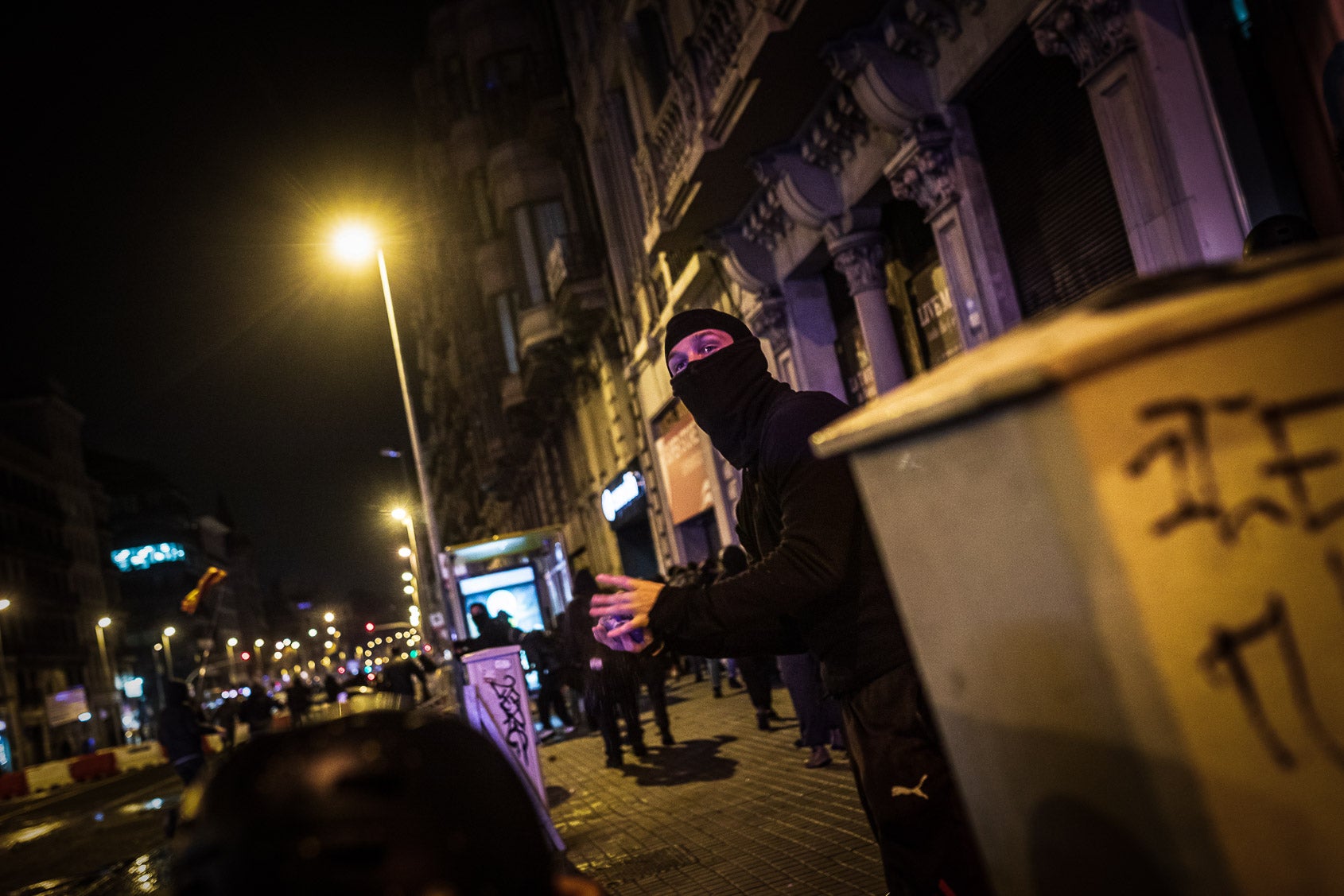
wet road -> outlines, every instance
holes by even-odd
[[[0,893],[167,892],[164,814],[180,794],[160,766],[0,803]]]

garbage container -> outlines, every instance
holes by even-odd
[[[1003,896],[1344,893],[1344,246],[1099,296],[813,447]]]

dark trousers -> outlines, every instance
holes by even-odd
[[[751,699],[755,711],[770,712],[774,657],[767,654],[738,657],[738,672],[742,673],[742,684],[746,685],[747,697]]]
[[[625,739],[630,747],[644,747],[644,725],[640,724],[640,682],[624,674],[597,673],[589,684],[583,700],[593,707],[597,728],[602,732],[602,747],[609,758],[621,755],[621,731],[617,717],[625,721]]]
[[[536,692],[536,715],[542,717],[542,727],[550,731],[551,713],[560,720],[562,725],[571,727],[574,719],[570,716],[569,707],[564,705],[564,692],[560,690],[560,676],[558,672],[540,672],[538,678],[542,682],[540,689]]]
[[[992,893],[914,666],[841,700],[849,767],[891,896]]]
[[[659,733],[672,733],[672,720],[668,717],[668,661],[663,657],[640,657],[640,681],[649,692],[649,705],[653,707],[653,721]]]
[[[821,685],[821,664],[810,653],[778,658],[780,677],[789,689],[793,712],[798,716],[798,736],[804,747],[825,747],[832,728],[840,727],[840,703]]]

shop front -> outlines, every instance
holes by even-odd
[[[659,574],[659,555],[649,527],[649,500],[644,474],[636,469],[621,473],[602,489],[602,517],[616,535],[625,575],[652,579]]]

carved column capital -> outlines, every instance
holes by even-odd
[[[836,239],[827,239],[827,249],[836,263],[836,270],[844,274],[849,283],[849,294],[857,296],[868,290],[887,287],[886,251],[882,234],[875,230],[862,230]]]
[[[1032,9],[1027,24],[1036,48],[1047,56],[1068,56],[1081,83],[1136,46],[1129,0],[1046,0]]]
[[[896,199],[915,203],[933,220],[957,201],[953,177],[952,130],[938,118],[927,118],[911,129],[884,172]]]

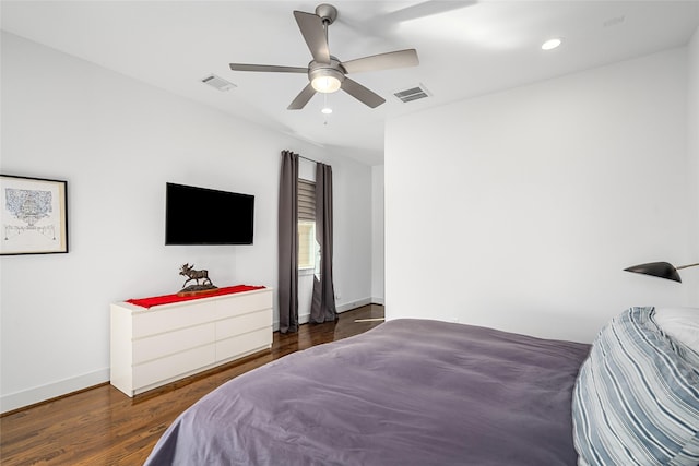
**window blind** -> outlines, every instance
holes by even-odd
[[[316,183],[298,180],[298,220],[316,222]]]

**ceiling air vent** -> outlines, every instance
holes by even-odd
[[[429,97],[427,89],[425,86],[419,85],[417,87],[412,87],[410,89],[401,91],[393,94],[395,97],[400,98],[403,103],[408,103],[413,100],[417,100],[420,98]]]
[[[229,83],[228,81],[224,80],[223,77],[218,77],[215,74],[204,77],[203,80],[201,80],[201,82],[204,84],[209,84],[213,88],[221,92],[230,91],[237,87],[235,84]]]

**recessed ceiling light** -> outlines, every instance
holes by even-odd
[[[544,44],[542,44],[542,50],[553,50],[556,47],[560,46],[561,43],[562,39],[560,38],[548,39]]]

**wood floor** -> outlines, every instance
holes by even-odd
[[[222,383],[300,349],[357,335],[380,321],[370,304],[336,322],[274,333],[269,351],[129,398],[109,384],[7,414],[0,418],[0,463],[14,465],[142,465],[175,418]]]

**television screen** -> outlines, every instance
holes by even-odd
[[[252,244],[254,196],[166,183],[165,244]]]

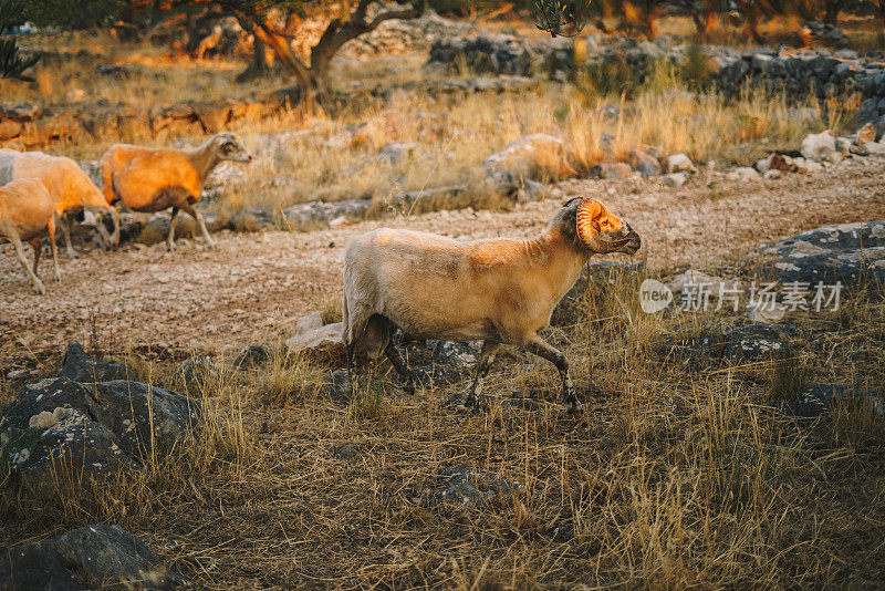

WRITTEN TASK: Can you update the records starting at the line containing "vent** -> outlines, every instance" and ending at the end of the records, so that "ceiling" becomes "overhead" with nothing else changed? Leave the pictures out of your answer.

ANSWER TO THE PROBLEM:
**overhead air vent** -> outlines, every instance
holes by even-odd
[[[429,97],[427,89],[425,86],[419,85],[417,87],[412,87],[410,89],[401,91],[393,94],[395,97],[400,98],[403,103],[408,103],[413,100],[417,100],[420,98]]]
[[[229,83],[228,81],[224,80],[223,77],[218,77],[215,74],[204,77],[203,80],[201,80],[201,82],[204,84],[209,84],[213,88],[221,92],[230,91],[237,87],[235,84]]]

**recessed overhead light** -> outlines, every instance
holes by even-odd
[[[544,44],[542,44],[542,50],[553,50],[556,47],[560,46],[561,43],[562,39],[560,38],[548,39]]]

**wood floor** -> outlines, every instance
holes by even-odd
[[[222,383],[300,349],[357,335],[380,321],[370,304],[336,322],[274,333],[269,351],[129,398],[109,384],[7,414],[0,418],[0,463],[14,465],[142,465],[175,418]]]

**television screen** -> outlines, every instance
holes by even-odd
[[[252,244],[254,196],[166,183],[165,244]]]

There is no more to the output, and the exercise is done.